##### SELECTED TEXT

Home > Sport & fitness > Ultra marathon from Brecon to Cardiff goes ahead despite Storm Ciara

Ultra marathon from Brecon to Cardiff goes ahead despite Storm Ciara

Participants running up a mountain path

While the rest of us were closing our windows and putting the kettle on, there were some people who remained undeterred by the wind and rain this weekend.

Group of runners preparing for the ultra marathon
Hundreds of runners braved the storm. Cc: @david_jasper.

A forty-three-mile ‘ultra marathon’ went ahead on Sunday after six months of planning, with roughly half of the six hundred who registered in the first place taking part amidst the challenge posed by Storm Ciara.

David, 37, who works in insurance, finished the run in roughly eight hours. Giving up never crossed his mind, nor was not attending ever an option for him.

“Because it’s an ultra marathon, it’s a little bit different. The people that tend to do that are a little bit, er, a bit more robust, a bit more resilient than the average person so they’re happy to take it on.”

The route of the ultra marathon took those running all the way from Brecon to the edge of Cardiff. Although the route was altered slightly at the last moment, participants ran a little over forty-three miles in total.

Participants were notified a few days in advance that the ultra marathon would not be cancelled or postponed, though this clearly represented an additional incentive for some. Other nearby runs originally intended for the weekend had already been called off, including the Llanelli half-marathon.

After some running seven miles along a canal, the event quickly transitioned into running up to the top of a mountain in the middle of the Brecon Beacons.

Runners going up a mountain path
The route took David up the steep inclines of Brecon’s peaks. Cc: @david_jasper.

 “I was thinking at the time, how bad would it have had to be to actually cancel the whole thing, because the wind and rain was just, you couldn’t run in it, you were just walking, head down. I saw someone at the start of it with goggles on. At the top, I was like, well, I could do with goggles now because the wind and the rain blowing in your face was something ridiculous to be honest.”

##########
##### RECORDS SUPPLIED

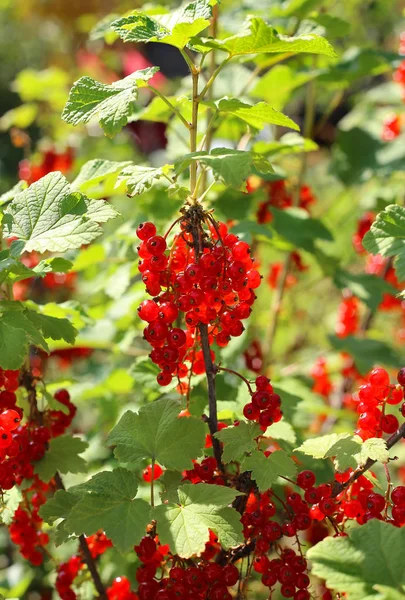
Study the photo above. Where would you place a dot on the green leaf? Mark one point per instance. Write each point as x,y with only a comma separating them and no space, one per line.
247,230
294,8
53,327
11,194
157,433
346,450
108,502
13,346
98,178
58,507
185,525
387,237
294,225
171,481
278,84
369,288
282,431
238,440
320,447
92,255
257,115
48,216
371,555
175,28
9,503
138,179
265,471
289,143
334,26
367,352
62,456
233,167
258,37
374,448
112,104
21,326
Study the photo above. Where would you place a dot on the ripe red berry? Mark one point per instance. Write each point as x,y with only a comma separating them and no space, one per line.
379,377
401,377
145,230
9,419
398,495
147,473
306,479
389,423
230,575
148,311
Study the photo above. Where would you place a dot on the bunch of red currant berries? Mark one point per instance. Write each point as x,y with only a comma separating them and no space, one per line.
212,287
374,396
207,580
264,407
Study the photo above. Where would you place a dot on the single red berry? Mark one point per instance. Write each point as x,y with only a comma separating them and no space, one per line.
389,423
401,377
398,495
306,479
379,377
145,230
147,473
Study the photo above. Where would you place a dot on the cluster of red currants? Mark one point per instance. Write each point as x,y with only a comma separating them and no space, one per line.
59,285
207,580
322,382
279,196
23,445
50,161
374,396
25,529
276,270
264,407
206,471
289,570
69,570
347,317
120,589
253,356
213,288
363,226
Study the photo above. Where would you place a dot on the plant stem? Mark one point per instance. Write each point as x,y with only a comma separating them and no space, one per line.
152,485
170,105
211,114
275,314
210,368
238,375
193,133
338,488
212,79
88,559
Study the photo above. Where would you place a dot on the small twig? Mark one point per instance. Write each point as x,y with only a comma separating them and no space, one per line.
237,375
88,559
338,488
170,105
337,397
310,103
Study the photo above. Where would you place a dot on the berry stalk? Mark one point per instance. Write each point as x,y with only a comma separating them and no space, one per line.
88,559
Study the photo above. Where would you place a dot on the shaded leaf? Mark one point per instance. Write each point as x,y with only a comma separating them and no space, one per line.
266,470
157,433
185,525
357,563
112,104
48,216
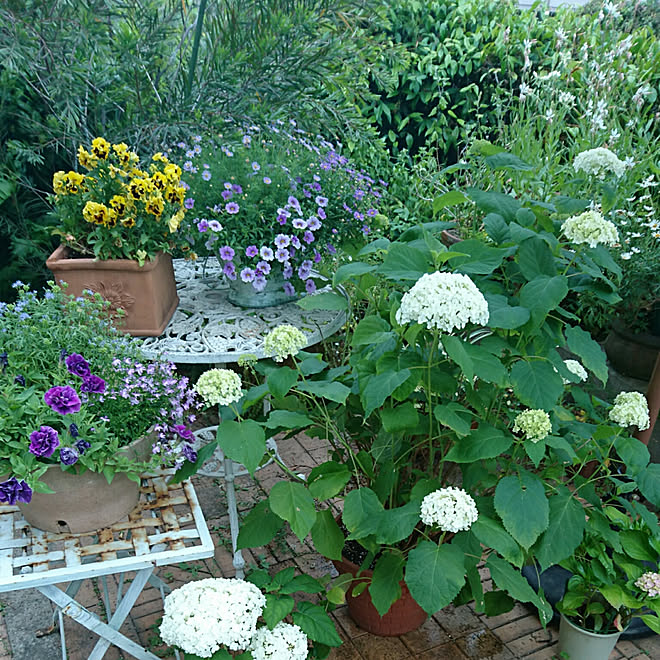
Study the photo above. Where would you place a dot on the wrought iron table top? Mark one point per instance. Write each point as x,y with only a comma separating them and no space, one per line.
206,328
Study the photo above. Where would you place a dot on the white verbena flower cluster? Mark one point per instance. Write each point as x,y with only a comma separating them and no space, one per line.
599,162
631,409
283,341
451,509
649,582
283,641
534,424
576,368
590,227
202,616
445,301
219,386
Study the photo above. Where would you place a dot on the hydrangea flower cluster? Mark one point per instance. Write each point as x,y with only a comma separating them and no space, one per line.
446,301
451,509
650,583
598,162
630,409
283,341
591,228
200,617
219,387
274,200
283,641
534,424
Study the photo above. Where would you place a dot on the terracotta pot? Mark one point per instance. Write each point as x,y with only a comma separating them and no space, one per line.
84,503
631,354
146,293
404,616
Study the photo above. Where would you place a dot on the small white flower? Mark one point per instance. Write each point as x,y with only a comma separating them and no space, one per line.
284,642
446,301
631,409
451,509
590,227
219,387
534,423
283,341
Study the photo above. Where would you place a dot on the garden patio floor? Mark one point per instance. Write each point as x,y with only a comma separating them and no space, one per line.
453,633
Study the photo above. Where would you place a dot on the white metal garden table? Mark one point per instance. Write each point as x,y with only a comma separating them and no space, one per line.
207,329
167,527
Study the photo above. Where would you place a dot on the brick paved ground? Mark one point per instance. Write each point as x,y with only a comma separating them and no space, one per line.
452,633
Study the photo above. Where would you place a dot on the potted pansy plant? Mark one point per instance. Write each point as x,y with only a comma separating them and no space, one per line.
83,412
273,204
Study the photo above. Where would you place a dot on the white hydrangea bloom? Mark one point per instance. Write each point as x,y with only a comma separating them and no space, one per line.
451,509
203,616
590,227
283,341
631,409
283,641
576,368
599,162
445,301
534,423
219,386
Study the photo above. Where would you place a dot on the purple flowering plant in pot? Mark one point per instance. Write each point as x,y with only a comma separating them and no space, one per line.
273,204
77,394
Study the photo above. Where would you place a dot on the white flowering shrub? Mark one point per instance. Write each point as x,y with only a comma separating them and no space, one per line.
219,387
283,341
598,162
443,301
200,617
591,228
451,509
630,409
534,424
283,641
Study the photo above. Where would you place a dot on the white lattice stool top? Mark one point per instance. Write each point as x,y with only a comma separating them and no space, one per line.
207,328
166,527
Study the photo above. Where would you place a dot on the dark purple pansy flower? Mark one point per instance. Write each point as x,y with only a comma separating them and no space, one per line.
63,399
68,456
93,384
12,491
44,441
77,365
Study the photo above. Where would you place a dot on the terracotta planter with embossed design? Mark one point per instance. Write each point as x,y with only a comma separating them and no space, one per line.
147,294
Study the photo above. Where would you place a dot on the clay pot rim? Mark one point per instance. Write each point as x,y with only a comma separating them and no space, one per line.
61,258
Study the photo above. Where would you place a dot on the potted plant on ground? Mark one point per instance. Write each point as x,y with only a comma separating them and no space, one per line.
118,225
272,204
83,413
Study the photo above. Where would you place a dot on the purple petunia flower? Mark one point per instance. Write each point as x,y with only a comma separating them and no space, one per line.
68,456
12,491
77,365
93,384
247,275
266,253
226,253
44,441
63,399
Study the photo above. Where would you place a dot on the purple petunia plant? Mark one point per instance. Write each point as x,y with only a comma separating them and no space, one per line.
270,200
74,391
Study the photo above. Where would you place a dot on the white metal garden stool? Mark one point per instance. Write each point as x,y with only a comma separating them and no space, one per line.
166,528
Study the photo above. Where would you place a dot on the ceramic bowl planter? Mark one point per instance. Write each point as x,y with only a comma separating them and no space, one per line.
579,644
146,293
404,616
84,503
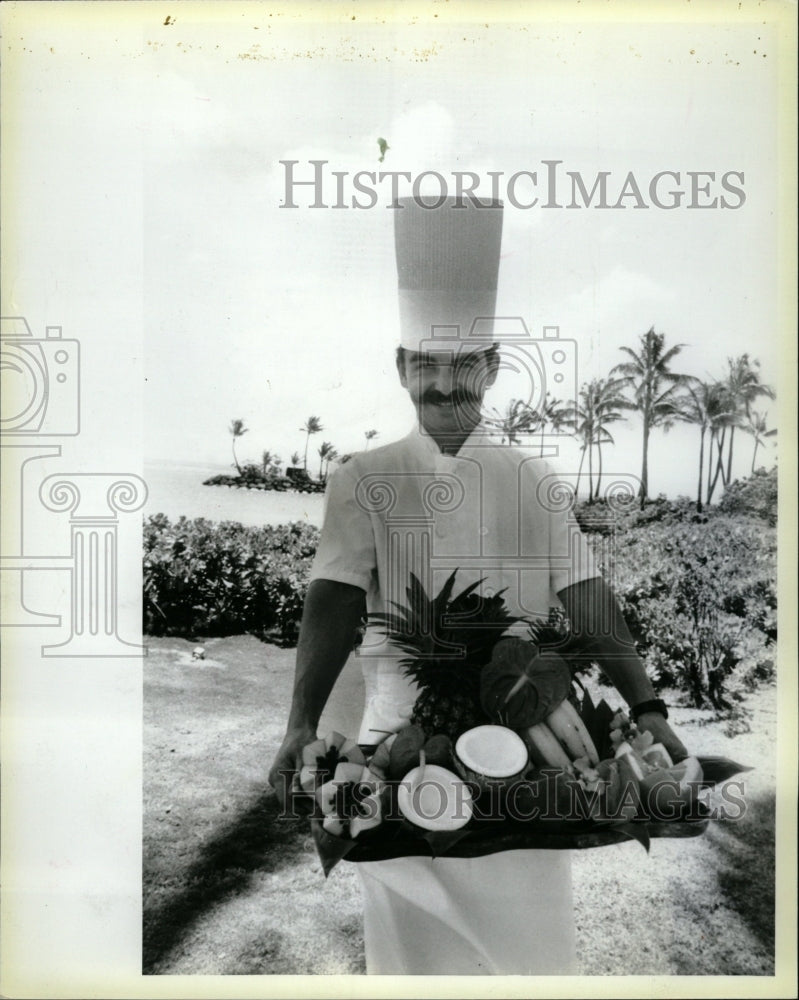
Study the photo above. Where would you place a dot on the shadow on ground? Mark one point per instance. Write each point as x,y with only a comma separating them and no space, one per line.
257,840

##########

* [GIVEN TASK A]: In the article on the Brecon to Cardiff ultra marathon, which other nearby run planned for that weekend had already been called off?
* [GIVEN TASK B]: Write a continuation of the article on the Brecon to Cardiff ultra marathon, starting right after its final paragraph.

* [FINAL RESULT A]: The Llanelli half-marathon had already been called off.

* [FINAL RESULT B]:
According to David, the only thing that could have stopped the ultra marathon from taking place would have been a red weather warning, which means a risk to life and possibly widespread damage to property and infrastructure, according to the Met Office.

“After the briefing at the start, they gave us some safety advice. And the advice was, if you see something old and wobbling, then watch out,” David said. “I’m surprised how many trees there were, especially at the start across the canal path.”

Overflowing canal bank in South Wales
Trees were collapsed in the middle of the path. Cc: @david_jasper.

“There were loads of trees that had fallen down and at one point we had to wait about two minutes because you could only have one person across the tree at one point, so there’s quite a bottleneck where everyone had to climb over this tree.”

When asked if it takes resilience to enter, let alone finish an ultra marathon in those conditions, David said, “Yeah, I think it’s the type of person that does a race like that and they’ve probably got a bit of an addictive personality.”

“I know there was a point this summer where I did a race, I wanted to take a month off running, but I told myself I couldn’t take a month off running so after a week I was sort of itching to get back and only took off like a week and a half. I just found that I needed to run, I was getting a bit…”

“I wanted to just do the next challenge and just take on a challenge that seemed massive. […] That’s not really normal, off the main comments I’ve had on social media. People saying, like, ‘you’re mental, you’re not right’. It’s not a normal thing to do, so… but I just enjoy it, I just want that challenge to push myself, really. And I need a goal, really, to work towards.”

You may also like
How have fitness enthusiasts created online communities during lockdown?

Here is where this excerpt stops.